**Brief**
Copy the lines below word for word, but leave out the picture.

**Material for this task**
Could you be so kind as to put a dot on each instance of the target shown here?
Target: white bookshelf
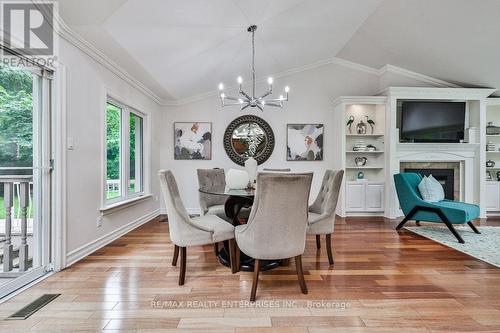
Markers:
(365, 197)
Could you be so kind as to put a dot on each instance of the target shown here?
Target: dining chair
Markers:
(321, 219)
(276, 228)
(186, 231)
(212, 204)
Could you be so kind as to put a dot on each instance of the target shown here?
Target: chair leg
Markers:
(232, 256)
(182, 273)
(176, 255)
(473, 227)
(454, 231)
(256, 271)
(329, 248)
(300, 274)
(407, 217)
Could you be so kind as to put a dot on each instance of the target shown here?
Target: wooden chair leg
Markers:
(300, 274)
(473, 227)
(329, 248)
(176, 255)
(182, 273)
(232, 256)
(256, 271)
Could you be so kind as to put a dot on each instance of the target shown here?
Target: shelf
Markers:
(365, 167)
(365, 152)
(365, 135)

**Exercise output**
Could you be so kind as to put a dot on each instance of the target shown here?
Target: white bookshelf
Markers:
(365, 197)
Could you be so kind as to put a dot on each instance of the target shown here?
Target: dining chair
Markers:
(321, 219)
(276, 228)
(186, 231)
(212, 204)
Could you be so kind as to put a dot on each instance of the target shown here?
Target: chair leg
Markers:
(232, 256)
(182, 273)
(176, 255)
(473, 227)
(454, 231)
(256, 271)
(329, 248)
(300, 274)
(407, 217)
Could you be so kind as to put a dot on each instance of the target shown here?
Target: wooden chair leg
Markers:
(300, 274)
(473, 227)
(329, 248)
(176, 255)
(182, 273)
(232, 256)
(256, 271)
Could you be so kind as to put a dot on each instance of the target shown here?
Target: shelf
Markers:
(365, 167)
(365, 152)
(365, 135)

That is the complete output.